[TEXT EXTRACT]
Friday, April 8, 2022

Archive Review: Ian Hunter Band featuring Mick Ronson - Live At Rockpalast (2012)

Ian Hunter Band featuring Mick Ronson - Live At Rockpalast
In the absence of legitimate contemporary rock ‘n’ roll heroes, a sort of “cult of personality” has grown up around a number of admittedly eccentric 1960s-and-‘70s-era musicians. From Nick Lowe and Robyn Hitchcock to Todd Rundgren and other aging rockers raised in the long shadows of the second World War, the digital era has been kinder to them than most, prompting a rediscovery of their early, acclaimed work by a younger audience, extending their careers long past the ostensible commercial “sell by” date. In many instances, it has enabled these artists to grow old with dignity and grace, allowing them to deliver some of the best music of their lives in the 21st century.

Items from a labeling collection
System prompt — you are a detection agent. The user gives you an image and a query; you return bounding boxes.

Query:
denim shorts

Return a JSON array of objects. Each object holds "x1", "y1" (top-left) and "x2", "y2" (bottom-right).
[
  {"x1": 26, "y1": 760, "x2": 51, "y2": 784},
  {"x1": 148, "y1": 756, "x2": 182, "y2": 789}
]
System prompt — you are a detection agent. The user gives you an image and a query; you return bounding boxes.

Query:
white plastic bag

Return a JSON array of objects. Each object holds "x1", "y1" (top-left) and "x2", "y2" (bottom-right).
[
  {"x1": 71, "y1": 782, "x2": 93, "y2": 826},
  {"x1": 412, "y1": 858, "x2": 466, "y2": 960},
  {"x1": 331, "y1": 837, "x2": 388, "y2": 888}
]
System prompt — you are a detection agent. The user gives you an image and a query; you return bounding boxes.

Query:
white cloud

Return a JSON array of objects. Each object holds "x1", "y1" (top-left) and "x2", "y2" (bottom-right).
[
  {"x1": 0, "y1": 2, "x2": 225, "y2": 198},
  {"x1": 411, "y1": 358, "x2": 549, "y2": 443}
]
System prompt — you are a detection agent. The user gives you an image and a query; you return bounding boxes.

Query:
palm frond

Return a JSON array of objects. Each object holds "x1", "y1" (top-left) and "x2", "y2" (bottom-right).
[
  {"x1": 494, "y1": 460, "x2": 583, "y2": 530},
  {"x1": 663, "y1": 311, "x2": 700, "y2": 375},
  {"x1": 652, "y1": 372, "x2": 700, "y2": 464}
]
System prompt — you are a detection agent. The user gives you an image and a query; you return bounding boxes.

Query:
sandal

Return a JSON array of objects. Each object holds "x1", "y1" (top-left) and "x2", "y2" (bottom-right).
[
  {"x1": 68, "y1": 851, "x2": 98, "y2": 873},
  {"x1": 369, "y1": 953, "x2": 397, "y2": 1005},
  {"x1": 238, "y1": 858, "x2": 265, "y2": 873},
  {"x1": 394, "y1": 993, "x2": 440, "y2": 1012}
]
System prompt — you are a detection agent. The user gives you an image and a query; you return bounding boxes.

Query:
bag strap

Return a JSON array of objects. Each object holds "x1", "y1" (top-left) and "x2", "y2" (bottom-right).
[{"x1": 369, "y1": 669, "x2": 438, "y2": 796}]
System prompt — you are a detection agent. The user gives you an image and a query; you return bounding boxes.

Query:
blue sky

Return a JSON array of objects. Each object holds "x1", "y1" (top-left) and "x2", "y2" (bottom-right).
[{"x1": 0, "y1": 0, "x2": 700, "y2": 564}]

[TASKS FOR THIS EXERCISE]
[a] In the Ian Hunter review, what has the digital era prompted a younger audience to rediscover?
[b] Translate this sentence from the Ian Hunter review into Spanish: "In many instances, it has enabled these artists to grow old with dignity and grace, allowing them to deliver some of the best music of their lives in the 21st century."
[c] Write the next few sentences of the Ian Hunter review, picking up after its last sentence.

[TASK-BY-TASK OUTPUTS]
[a] The early, acclaimed work of these aging 1960s-and-'70s-era musicians.

[b] En muchos casos, ha permitido a estos artistas envejecer con dignidad y elegancia, dándoles la oportunidad de ofrecer parte de la mejor música de su vida en el siglo XXI.

[c]
Of all of these fellow travelers, Ian Hunter is the oldest and, perhaps, the most iconoclastic. A late arrival to U.K. glam-rock cult faves Mott the Hoople, Hunter quickly took over the band’s creative reins and became its best-known member. (Don’t think so? Quick, name another Mott member other than Hunter or guitarist Mick Ralphs…) Hunter’s often-snarky, Dylan-inspired wordplay and the band’s guitar-heavy hard-rock sound would earn them a modicum of fame, if little fortune, and by the mid-1970s, realizing that the party was coming to a close, Hunter jumped the Mott ship for a solo career, taking former David Bowie/Lou Reed guitarist, and recent band addition Mick Ronson with him.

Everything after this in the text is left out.